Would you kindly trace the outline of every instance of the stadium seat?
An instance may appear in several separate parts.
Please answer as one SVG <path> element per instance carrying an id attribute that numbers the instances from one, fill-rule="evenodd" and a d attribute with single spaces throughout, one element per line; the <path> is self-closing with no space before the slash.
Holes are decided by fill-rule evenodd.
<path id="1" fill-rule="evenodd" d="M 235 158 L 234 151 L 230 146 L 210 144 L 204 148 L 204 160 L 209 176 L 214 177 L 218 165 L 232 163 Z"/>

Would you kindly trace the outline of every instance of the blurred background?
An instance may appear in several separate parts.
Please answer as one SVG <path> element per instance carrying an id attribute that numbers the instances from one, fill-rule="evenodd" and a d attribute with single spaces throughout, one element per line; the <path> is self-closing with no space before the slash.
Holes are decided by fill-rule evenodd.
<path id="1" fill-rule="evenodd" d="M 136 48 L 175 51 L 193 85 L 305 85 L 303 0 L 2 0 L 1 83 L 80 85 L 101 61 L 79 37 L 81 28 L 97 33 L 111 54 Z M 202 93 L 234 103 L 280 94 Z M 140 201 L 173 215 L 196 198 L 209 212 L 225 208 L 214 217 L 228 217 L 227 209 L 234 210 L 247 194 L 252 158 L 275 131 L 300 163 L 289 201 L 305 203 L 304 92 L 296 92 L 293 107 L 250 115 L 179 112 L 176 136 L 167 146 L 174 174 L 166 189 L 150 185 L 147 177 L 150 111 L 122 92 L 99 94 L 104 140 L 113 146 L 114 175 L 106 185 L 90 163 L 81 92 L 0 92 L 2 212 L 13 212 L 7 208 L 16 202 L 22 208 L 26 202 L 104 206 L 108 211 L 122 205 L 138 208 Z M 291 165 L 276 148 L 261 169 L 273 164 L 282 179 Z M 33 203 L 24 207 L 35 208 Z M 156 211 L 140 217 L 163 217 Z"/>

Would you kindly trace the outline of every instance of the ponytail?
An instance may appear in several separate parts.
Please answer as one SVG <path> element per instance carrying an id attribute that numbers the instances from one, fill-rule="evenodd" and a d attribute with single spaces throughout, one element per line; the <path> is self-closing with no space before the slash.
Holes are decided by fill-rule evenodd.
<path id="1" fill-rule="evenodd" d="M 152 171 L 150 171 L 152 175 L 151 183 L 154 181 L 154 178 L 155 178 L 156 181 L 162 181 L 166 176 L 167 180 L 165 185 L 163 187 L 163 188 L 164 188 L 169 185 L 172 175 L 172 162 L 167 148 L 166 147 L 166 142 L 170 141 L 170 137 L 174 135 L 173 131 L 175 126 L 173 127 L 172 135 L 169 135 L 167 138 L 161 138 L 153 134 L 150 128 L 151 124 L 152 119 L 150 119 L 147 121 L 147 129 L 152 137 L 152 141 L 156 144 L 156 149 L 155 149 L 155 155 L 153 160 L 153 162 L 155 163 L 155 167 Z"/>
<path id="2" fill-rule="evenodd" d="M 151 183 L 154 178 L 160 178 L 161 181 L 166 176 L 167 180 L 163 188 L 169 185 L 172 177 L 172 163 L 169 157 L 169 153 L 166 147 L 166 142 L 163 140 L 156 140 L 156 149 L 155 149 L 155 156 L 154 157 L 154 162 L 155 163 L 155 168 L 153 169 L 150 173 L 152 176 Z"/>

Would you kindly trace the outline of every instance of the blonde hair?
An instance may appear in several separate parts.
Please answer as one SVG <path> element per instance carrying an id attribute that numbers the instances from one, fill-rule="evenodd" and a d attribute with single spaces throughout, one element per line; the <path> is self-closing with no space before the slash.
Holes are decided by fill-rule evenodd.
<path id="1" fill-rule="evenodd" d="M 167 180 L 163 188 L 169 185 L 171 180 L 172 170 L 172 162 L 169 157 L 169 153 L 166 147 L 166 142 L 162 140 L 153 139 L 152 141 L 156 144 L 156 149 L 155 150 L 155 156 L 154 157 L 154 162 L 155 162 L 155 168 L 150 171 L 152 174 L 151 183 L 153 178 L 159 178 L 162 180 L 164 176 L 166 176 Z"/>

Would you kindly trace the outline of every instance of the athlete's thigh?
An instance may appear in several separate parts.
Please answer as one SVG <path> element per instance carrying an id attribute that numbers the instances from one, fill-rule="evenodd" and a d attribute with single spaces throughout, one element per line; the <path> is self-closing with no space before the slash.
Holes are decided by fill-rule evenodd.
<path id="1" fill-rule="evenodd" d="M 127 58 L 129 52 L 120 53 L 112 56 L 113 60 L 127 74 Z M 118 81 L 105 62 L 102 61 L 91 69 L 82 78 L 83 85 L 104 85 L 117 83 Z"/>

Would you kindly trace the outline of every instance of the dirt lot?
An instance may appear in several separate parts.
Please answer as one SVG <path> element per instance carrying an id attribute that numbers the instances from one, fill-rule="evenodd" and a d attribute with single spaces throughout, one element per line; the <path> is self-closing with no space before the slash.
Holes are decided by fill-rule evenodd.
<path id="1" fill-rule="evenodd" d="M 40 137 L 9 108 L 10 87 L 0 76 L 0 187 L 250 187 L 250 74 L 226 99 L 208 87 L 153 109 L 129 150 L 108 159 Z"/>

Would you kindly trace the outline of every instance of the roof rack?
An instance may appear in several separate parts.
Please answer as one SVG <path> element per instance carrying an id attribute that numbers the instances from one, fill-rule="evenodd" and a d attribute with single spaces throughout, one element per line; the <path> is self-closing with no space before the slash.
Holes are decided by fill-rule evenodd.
■ ■ ■ ■ ■ ■ ■
Present every line of the items above as a numbered list, omitting the blank lines.

Result of the task —
1. Would you kindly trace the outline of every instance of the stadium seat?
2. An instance may appear in several separate parts.
3. Please answer as one SVG <path> element per instance carrying an id attribute that numbers the instances from one, fill-rule="evenodd" and a d attribute with single spaces throughout, one element per line; the <path> is self-closing with no space before the slash.
4. Holes are decided by fill-rule evenodd.
5. <path id="1" fill-rule="evenodd" d="M 235 158 L 234 151 L 230 146 L 210 144 L 204 148 L 204 160 L 209 176 L 214 177 L 218 165 L 232 163 Z"/>
6. Would you kindly trace the outline of every instance of the blurred background?
7. An instance may appear in several separate parts.
8. Please answer as one SVG <path> element per instance carrying an id attribute that numbers the instances from one, fill-rule="evenodd" and a d attribute with single spaces throughout, one element per line; the <path> is self-closing with no space before the slash.
9. Holes are decided by fill-rule evenodd.
10. <path id="1" fill-rule="evenodd" d="M 136 48 L 175 51 L 193 85 L 305 85 L 303 0 L 2 0 L 1 83 L 80 85 L 101 61 L 79 37 L 81 28 L 97 33 L 111 54 Z M 202 93 L 234 103 L 280 94 Z M 140 201 L 173 215 L 196 198 L 209 212 L 225 208 L 214 217 L 228 217 L 227 209 L 234 210 L 247 194 L 252 158 L 275 131 L 300 163 L 289 201 L 305 203 L 304 92 L 296 92 L 293 107 L 250 115 L 179 112 L 176 136 L 167 146 L 174 174 L 166 189 L 150 185 L 147 177 L 150 111 L 122 92 L 99 94 L 104 140 L 113 146 L 114 175 L 106 185 L 90 163 L 81 92 L 0 92 L 2 212 L 13 212 L 7 208 L 16 202 L 22 208 L 26 202 L 104 206 L 108 211 L 122 205 L 138 208 Z M 291 165 L 276 148 L 261 169 L 273 164 L 282 179 Z M 33 203 L 24 207 L 35 208 Z M 156 211 L 140 217 L 163 217 Z"/>
11. Would you kindly trace the outline of every instance of the ponytail?
12. An instance may appear in several separate parts.
13. Please answer as one SVG <path> element per instance carrying an id attribute that numbers the instances from one, fill-rule="evenodd" and a d attribute with single spaces throughout, one element per line; the <path> is self-closing with no space before the slash.
14. Holes are decided by fill-rule evenodd.
15. <path id="1" fill-rule="evenodd" d="M 152 171 L 150 171 L 152 175 L 151 183 L 154 181 L 154 178 L 155 178 L 156 181 L 162 181 L 166 176 L 167 180 L 165 185 L 163 187 L 163 188 L 164 188 L 169 185 L 172 175 L 172 162 L 167 148 L 166 147 L 166 142 L 170 141 L 170 137 L 174 135 L 173 131 L 175 126 L 173 127 L 172 135 L 169 135 L 167 138 L 161 138 L 153 134 L 150 128 L 151 124 L 152 119 L 150 119 L 147 121 L 147 129 L 152 137 L 152 141 L 156 144 L 156 149 L 155 149 L 155 155 L 153 160 L 153 162 L 155 163 L 155 167 Z"/>
16. <path id="2" fill-rule="evenodd" d="M 151 183 L 154 178 L 160 178 L 161 181 L 166 176 L 167 180 L 163 188 L 169 185 L 172 177 L 172 163 L 169 157 L 169 153 L 166 147 L 166 142 L 163 140 L 156 140 L 156 149 L 155 149 L 155 156 L 154 157 L 154 162 L 155 163 L 155 168 L 153 169 L 150 173 L 152 176 Z"/>
17. Would you kindly trace the outline of every instance of the blonde hair?
18. An instance may appear in several separate parts.
19. Please answer as one SVG <path> element per instance carrying an id attribute that numbers the instances from one, fill-rule="evenodd" and a d attribute with single spaces throughout, one element per line; the <path> is self-closing with no space before the slash.
20. Holes are decided by fill-rule evenodd.
21. <path id="1" fill-rule="evenodd" d="M 167 180 L 163 188 L 169 185 L 171 180 L 172 170 L 172 162 L 169 157 L 169 153 L 166 147 L 166 142 L 162 140 L 153 139 L 152 141 L 156 144 L 156 149 L 155 150 L 155 156 L 154 157 L 154 162 L 155 162 L 155 168 L 150 171 L 152 174 L 151 183 L 153 178 L 159 178 L 162 180 L 164 176 L 166 176 Z"/>
22. Would you kindly trace the outline of every instance of the athlete's thigh?
23. An instance may appear in several separate parts.
24. Please answer as one SVG <path> element per instance carrying an id attribute that numbers the instances from one, fill-rule="evenodd" and a d attribute with single spaces throughout, one element per line; the <path> is self-closing with no space before the slash.
25. Holes are decided by fill-rule evenodd.
26. <path id="1" fill-rule="evenodd" d="M 127 58 L 129 52 L 120 53 L 112 56 L 113 60 L 127 74 Z M 118 81 L 105 62 L 102 61 L 91 69 L 82 78 L 83 85 L 104 85 L 117 83 Z"/>
27. Would you kindly trace the outline of every instance of the dirt lot?
28. An instance may appear in several separate parts.
29. Please answer as one SVG <path> element per instance carrying an id attribute that numbers the instances from one, fill-rule="evenodd" and a d attribute with single spaces throughout, one element per line; the <path> is self-closing with no space before the slash.
30. Holes are decided by fill-rule evenodd.
31. <path id="1" fill-rule="evenodd" d="M 40 137 L 9 108 L 10 87 L 0 76 L 0 187 L 250 187 L 250 74 L 226 99 L 208 87 L 153 109 L 129 150 L 108 159 Z"/>
32. Would you kindly trace the outline of every instance of the roof rack?
33. An instance may appear in several separate parts.
34. Please answer as one SVG <path> element per instance carrying an id attribute that numbers the instances from one, fill-rule="evenodd" and a d attribute with single spaces throughout, one element per line; the <path> is self-closing with no space before the slash.
35. Holes are decided by fill-rule evenodd.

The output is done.